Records
<<<<

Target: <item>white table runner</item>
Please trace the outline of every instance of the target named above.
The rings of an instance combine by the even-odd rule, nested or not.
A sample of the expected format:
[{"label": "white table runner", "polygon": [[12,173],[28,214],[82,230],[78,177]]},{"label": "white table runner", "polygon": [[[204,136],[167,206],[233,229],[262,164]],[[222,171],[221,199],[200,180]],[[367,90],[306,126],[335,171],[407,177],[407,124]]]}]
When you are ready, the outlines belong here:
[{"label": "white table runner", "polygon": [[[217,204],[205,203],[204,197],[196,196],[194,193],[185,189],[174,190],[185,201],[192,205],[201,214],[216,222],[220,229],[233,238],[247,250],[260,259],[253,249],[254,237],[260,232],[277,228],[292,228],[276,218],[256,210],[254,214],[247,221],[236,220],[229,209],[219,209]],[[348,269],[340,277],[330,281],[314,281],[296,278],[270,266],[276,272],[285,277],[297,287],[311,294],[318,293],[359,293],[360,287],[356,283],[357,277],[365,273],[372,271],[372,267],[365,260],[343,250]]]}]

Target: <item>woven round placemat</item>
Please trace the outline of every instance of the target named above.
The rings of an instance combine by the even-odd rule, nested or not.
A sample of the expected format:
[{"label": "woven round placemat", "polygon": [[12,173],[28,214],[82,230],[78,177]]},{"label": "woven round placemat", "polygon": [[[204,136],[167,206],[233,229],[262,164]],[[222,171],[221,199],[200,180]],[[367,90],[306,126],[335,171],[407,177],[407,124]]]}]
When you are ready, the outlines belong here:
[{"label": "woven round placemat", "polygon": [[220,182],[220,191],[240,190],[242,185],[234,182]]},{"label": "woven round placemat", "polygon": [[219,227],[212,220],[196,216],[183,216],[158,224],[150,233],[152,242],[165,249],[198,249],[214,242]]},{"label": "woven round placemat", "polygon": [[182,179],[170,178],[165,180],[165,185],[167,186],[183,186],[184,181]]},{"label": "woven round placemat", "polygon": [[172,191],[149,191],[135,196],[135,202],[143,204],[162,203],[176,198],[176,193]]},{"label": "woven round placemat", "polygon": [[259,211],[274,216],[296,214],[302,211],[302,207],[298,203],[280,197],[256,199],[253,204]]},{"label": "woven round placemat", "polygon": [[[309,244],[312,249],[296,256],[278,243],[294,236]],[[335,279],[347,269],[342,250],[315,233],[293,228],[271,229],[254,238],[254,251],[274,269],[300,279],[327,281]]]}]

>>>>

#### Goal of the exercise:
Lay out every line of the material above as a JSON list of strings, one string per line, and leave out the blank lines.

#### Task result:
[
  "Target: <item>white table runner</item>",
  "Please trace the outline of every instance of the target named above.",
  "The rings of an instance combine by the even-odd rule, nested or not.",
  "A sample of the expected format:",
  "[{\"label\": \"white table runner\", \"polygon\": [[12,173],[28,214],[82,230],[78,177]]},{\"label\": \"white table runner\", \"polygon\": [[[204,136],[167,206],[233,229],[262,164]],[[222,171],[221,199],[200,180]],[[367,90],[306,126],[335,171],[407,177],[407,124]]]}]",
  "When you are ready, the outlines belong here:",
  "[{\"label\": \"white table runner\", \"polygon\": [[[217,204],[205,203],[204,197],[196,196],[194,193],[185,189],[174,190],[185,201],[192,205],[201,214],[216,222],[220,229],[233,238],[247,250],[260,259],[253,249],[254,237],[260,232],[277,228],[292,228],[276,218],[256,210],[254,214],[247,221],[236,220],[229,209],[219,209]],[[348,269],[340,277],[330,281],[314,281],[296,278],[270,266],[276,272],[285,277],[297,287],[311,294],[318,293],[359,293],[360,287],[356,283],[357,277],[365,273],[372,271],[372,267],[365,260],[343,250]]]}]",
  "Target: <item>woven round placemat</item>",
  "Please trace the outline of every instance of the target named above.",
  "The rings of an instance combine by the even-odd rule, nested or not.",
  "A sample of the expected format:",
  "[{\"label\": \"woven round placemat\", \"polygon\": [[12,173],[28,214],[82,230],[78,177]]},{\"label\": \"woven round placemat\", \"polygon\": [[[204,136],[167,206],[233,229],[262,164]],[[222,171],[221,199],[200,180]],[[367,90],[306,126],[335,171],[407,177],[407,124]]]}]",
  "When you are ready, the outlines belong here:",
  "[{\"label\": \"woven round placemat\", \"polygon\": [[220,182],[220,191],[240,190],[242,185],[234,182]]},{\"label\": \"woven round placemat\", \"polygon\": [[219,227],[212,220],[196,216],[183,216],[158,224],[150,233],[152,242],[165,249],[198,249],[214,242]]},{\"label\": \"woven round placemat\", \"polygon\": [[182,179],[170,178],[165,180],[165,185],[167,186],[183,186],[184,181]]},{\"label\": \"woven round placemat\", \"polygon\": [[172,191],[149,191],[135,196],[135,202],[143,204],[162,203],[176,198],[176,193]]},{\"label\": \"woven round placemat\", \"polygon\": [[259,211],[274,216],[296,214],[302,211],[302,207],[298,203],[280,197],[256,199],[253,204]]},{\"label\": \"woven round placemat\", \"polygon\": [[[309,244],[312,249],[296,256],[278,243],[294,236]],[[335,279],[347,269],[342,250],[315,233],[293,228],[271,229],[254,238],[254,251],[274,269],[300,279],[327,281]]]}]"
]